▸ Your instructions
How would the interview with biologist Virginie Courtier-Orgogozo on evolution continue? Write the next part, picking up right after its last question.

▸ Page extract

Biologist Virginie Courtier-Orgogozo studies the genetic mechanisms involved in evolution, in order to better understand the origins and future of species, with an approach that is as scientific as it is philosophical. She is also working on an experimental biotechnology, genetic forcing, and assessing its short- and long-term risks.
She is a guest at the Biodiversity and Ecosystems Annual Chair, which is supported by the Jean-François and Marie-Laure de Clermont-Tonnerre Foundation.
How did your interest in the evolution of species and its underlying mechanisms originate ?
Virginie Courtier-Orgogozo : I've always had a desire to understand the living world. At the age of fifteen , I borrowed a microscope from my SVT teacher for the summer vacations and marveled at the microorganisms. Naturally, this led me down the path of research. During my thesis, I studied the molecular and cellular mechanisms by which complex organisms develop from a single cell. Then I became interested in evolution and, after my thesis, I chose to use the genetic approach to try and better understand the mutations that appear and are responsible for changes in character traits. I wanted to see if we could refine evolutionary theory to include these genes and mutations. In the years 2000, some genomes were already known. Then genomics techniques developed, for example with high-throughput sequencing, leading to an explosion of discoveries about genes and mutations. We already knew that evolution often repeats itself in different parts of the world. In snowy environments, for example, different species have white coats. By studying genomes, it became clear that this convergence of traits was often the result of mutations in the same genes, which appeared independently in different species or populations. Evolution not only repeats itself at the trait level, but also follows a limited number of genetic pathways. This means that, within a genome, there are not as many possibilities as one might imagine for evolving towards a given form. A whole area of evolution, once thought to be highly random, is in fact quite repetitive.
If evolution follows a limited number of " genetic paths ", does this imply, as the English evolutionist Simon Conway Morris suggested, that even with different initial conditions, evolution would follow a similar path ?

▸ Records
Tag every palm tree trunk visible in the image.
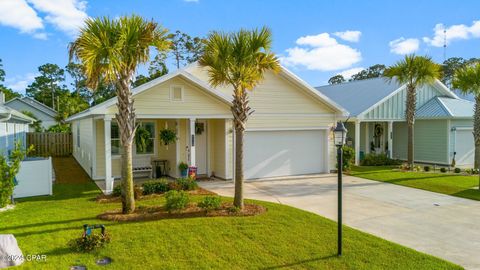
[231,88,253,209]
[405,84,417,170]
[233,125,245,209]
[116,75,136,214]
[473,95,480,190]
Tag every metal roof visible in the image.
[315,77,401,116]
[416,97,475,118]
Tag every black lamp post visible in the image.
[333,121,347,256]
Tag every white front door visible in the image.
[195,120,207,175]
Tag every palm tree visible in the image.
[69,15,170,213]
[199,27,280,209]
[383,54,441,169]
[453,62,480,181]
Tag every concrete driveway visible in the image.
[200,175,480,269]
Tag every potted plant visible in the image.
[178,162,188,178]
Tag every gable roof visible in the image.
[315,78,401,116]
[5,97,57,117]
[416,97,475,118]
[0,104,35,124]
[66,62,348,122]
[315,77,458,117]
[66,69,231,122]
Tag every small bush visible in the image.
[142,179,170,195]
[69,233,110,252]
[176,178,198,190]
[198,196,222,212]
[165,190,190,212]
[112,185,122,197]
[361,154,401,166]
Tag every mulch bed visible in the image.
[95,187,217,203]
[97,202,267,222]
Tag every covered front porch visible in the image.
[92,115,233,193]
[345,120,400,165]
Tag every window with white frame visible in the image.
[110,121,122,155]
[135,122,155,154]
[170,85,183,101]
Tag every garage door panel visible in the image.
[245,130,326,179]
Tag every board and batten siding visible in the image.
[72,118,94,178]
[393,119,450,164]
[362,85,444,120]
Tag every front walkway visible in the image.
[200,175,480,269]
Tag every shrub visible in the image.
[142,179,169,195]
[176,178,198,190]
[165,190,190,212]
[361,153,400,166]
[112,185,122,197]
[69,233,110,252]
[198,196,222,212]
[337,145,355,171]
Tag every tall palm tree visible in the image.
[199,27,280,209]
[69,15,169,213]
[453,62,480,180]
[383,54,441,168]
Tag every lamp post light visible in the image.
[333,121,347,256]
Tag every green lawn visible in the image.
[0,183,461,269]
[350,166,480,201]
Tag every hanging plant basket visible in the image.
[160,128,177,145]
[135,127,151,152]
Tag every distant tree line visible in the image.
[0,30,205,131]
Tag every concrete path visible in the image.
[200,175,480,269]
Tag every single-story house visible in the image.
[0,91,34,155]
[5,97,57,132]
[316,78,474,167]
[67,64,347,192]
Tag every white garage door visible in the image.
[244,130,327,179]
[454,129,475,167]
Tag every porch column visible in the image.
[365,122,370,154]
[355,120,360,165]
[189,118,196,166]
[388,121,393,158]
[103,118,113,194]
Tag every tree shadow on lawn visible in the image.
[261,254,338,270]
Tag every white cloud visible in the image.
[280,33,362,71]
[337,67,365,80]
[388,37,420,54]
[5,73,39,94]
[0,0,44,33]
[27,0,88,35]
[333,30,362,42]
[423,21,480,47]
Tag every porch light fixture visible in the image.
[333,121,347,256]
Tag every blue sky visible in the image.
[0,0,480,95]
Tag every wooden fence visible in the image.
[27,132,73,157]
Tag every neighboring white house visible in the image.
[0,92,34,155]
[67,64,347,192]
[5,97,57,131]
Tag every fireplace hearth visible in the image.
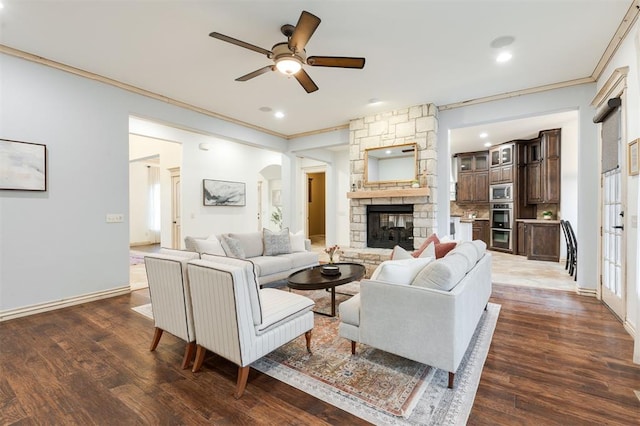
[367,204,413,250]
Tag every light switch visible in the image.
[107,213,124,223]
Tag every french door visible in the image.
[602,168,625,320]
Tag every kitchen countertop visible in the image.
[516,219,560,224]
[460,217,489,223]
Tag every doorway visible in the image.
[306,172,326,243]
[597,97,627,322]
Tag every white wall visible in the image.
[0,55,287,315]
[597,17,640,356]
[435,84,599,293]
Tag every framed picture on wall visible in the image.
[0,139,47,191]
[628,139,640,176]
[202,179,246,206]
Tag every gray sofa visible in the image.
[339,241,491,387]
[184,229,319,286]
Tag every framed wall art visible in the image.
[629,139,640,176]
[0,139,47,191]
[202,179,246,206]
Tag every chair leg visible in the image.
[182,342,196,370]
[304,330,311,353]
[149,327,163,352]
[191,345,207,373]
[233,365,249,399]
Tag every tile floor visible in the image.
[130,237,576,292]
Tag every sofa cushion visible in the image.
[256,288,315,335]
[447,241,478,272]
[191,235,226,256]
[278,251,318,269]
[289,230,307,253]
[251,256,293,277]
[371,257,433,285]
[229,231,264,258]
[412,253,467,291]
[262,228,292,256]
[434,241,457,259]
[202,254,263,325]
[220,235,247,259]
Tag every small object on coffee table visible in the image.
[287,263,365,317]
[320,264,340,275]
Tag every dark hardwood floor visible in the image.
[0,285,640,425]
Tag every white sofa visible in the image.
[185,228,319,286]
[339,241,491,388]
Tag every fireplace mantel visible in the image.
[347,187,429,198]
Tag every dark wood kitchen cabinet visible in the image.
[489,143,515,185]
[516,220,560,262]
[471,219,489,246]
[525,129,561,204]
[456,151,489,204]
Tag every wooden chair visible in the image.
[144,249,200,369]
[188,255,314,398]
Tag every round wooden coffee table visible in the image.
[287,263,365,317]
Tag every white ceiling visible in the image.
[0,0,633,137]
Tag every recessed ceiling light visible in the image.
[491,36,516,49]
[496,51,513,63]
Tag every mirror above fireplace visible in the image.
[364,143,418,185]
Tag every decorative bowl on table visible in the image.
[320,264,340,275]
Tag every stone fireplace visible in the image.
[341,104,438,271]
[367,204,413,251]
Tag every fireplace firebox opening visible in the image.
[367,204,414,250]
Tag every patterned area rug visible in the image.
[133,283,500,425]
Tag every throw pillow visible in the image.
[412,234,440,257]
[412,254,467,291]
[435,241,456,259]
[220,235,247,259]
[289,230,307,253]
[262,228,291,256]
[371,257,433,285]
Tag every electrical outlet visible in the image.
[107,213,124,223]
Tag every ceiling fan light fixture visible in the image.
[276,56,302,75]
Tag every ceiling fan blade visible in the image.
[236,65,276,81]
[209,31,271,57]
[293,69,318,93]
[307,56,365,69]
[289,10,320,52]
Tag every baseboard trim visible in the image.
[0,285,131,322]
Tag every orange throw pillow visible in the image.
[436,241,456,259]
[411,234,444,257]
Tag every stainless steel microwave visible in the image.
[489,183,513,202]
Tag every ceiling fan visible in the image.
[209,10,365,93]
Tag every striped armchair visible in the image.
[188,255,314,398]
[144,249,200,369]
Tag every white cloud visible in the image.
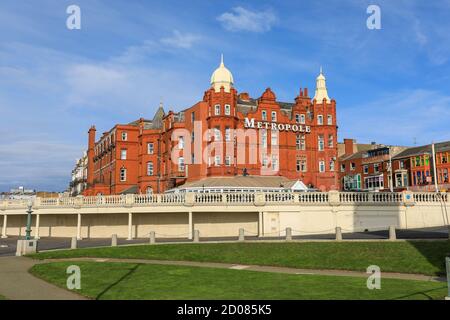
[160,30,201,49]
[338,89,450,145]
[217,7,277,32]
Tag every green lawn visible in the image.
[29,240,450,275]
[30,262,447,300]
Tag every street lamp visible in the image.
[25,201,33,240]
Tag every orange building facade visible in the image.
[84,59,338,195]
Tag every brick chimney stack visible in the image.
[344,139,355,156]
[87,126,97,186]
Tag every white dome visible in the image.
[211,55,234,92]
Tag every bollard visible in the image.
[239,228,245,241]
[194,230,200,242]
[389,226,397,241]
[111,234,117,247]
[150,231,156,244]
[286,228,292,241]
[70,237,77,249]
[336,227,342,241]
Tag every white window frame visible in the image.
[119,168,127,182]
[317,114,323,126]
[120,149,127,160]
[147,142,155,154]
[147,161,154,176]
[319,160,325,173]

▸ Task response
When I began my research, I was rather close to the ideas of the American paleontologist Stephen Jay Gould, who believed, on the contrary, that evolution involves many unpredictable random phenomena and that the human species is a pure product of chance. For him, nothing predisposed human ancestors to success. Other groups of species could very well have acquired a dominant position on Earth, in our place. He was interested in the Burgess fauna, and in particular in the small fossils of Pikaia gracilens, precursors of eel-like vertebrates, which had nothing in particular to differentiate them from other animals of their time. Interestingly, Simon Conway Morris, a renowned English paleontologist, studied the same fossils as Gould and came to a diametrically opposed conclusion. The evolution of life is a process that has occurred only once on Earth. One wonders whether, under other conditions, it would have produced the same thing. It's an interesting thought experiment, but fundamentally, we don't know. For Morris, on other planets, if the conditions are right for life to evolve, we'll find trees that form green forests just as we do here. In fact, to capture light energy, there will be competition between living beings. So, the tallest will dominate and form trunks. Leaves will also be present, as they maximize the surface area available for absorbing light. And they'll be green, because that's the color of the molecule best able to capture this light energy : chlorophyll... Asking whether evolution would follow a similar path, if we were to restart it with slightly different initial conditions, is above all a philosophical question, but it's also a question with practical aspects : to search for and detect other forms of life in our universe, we need to imagine what life might look like elsewhere.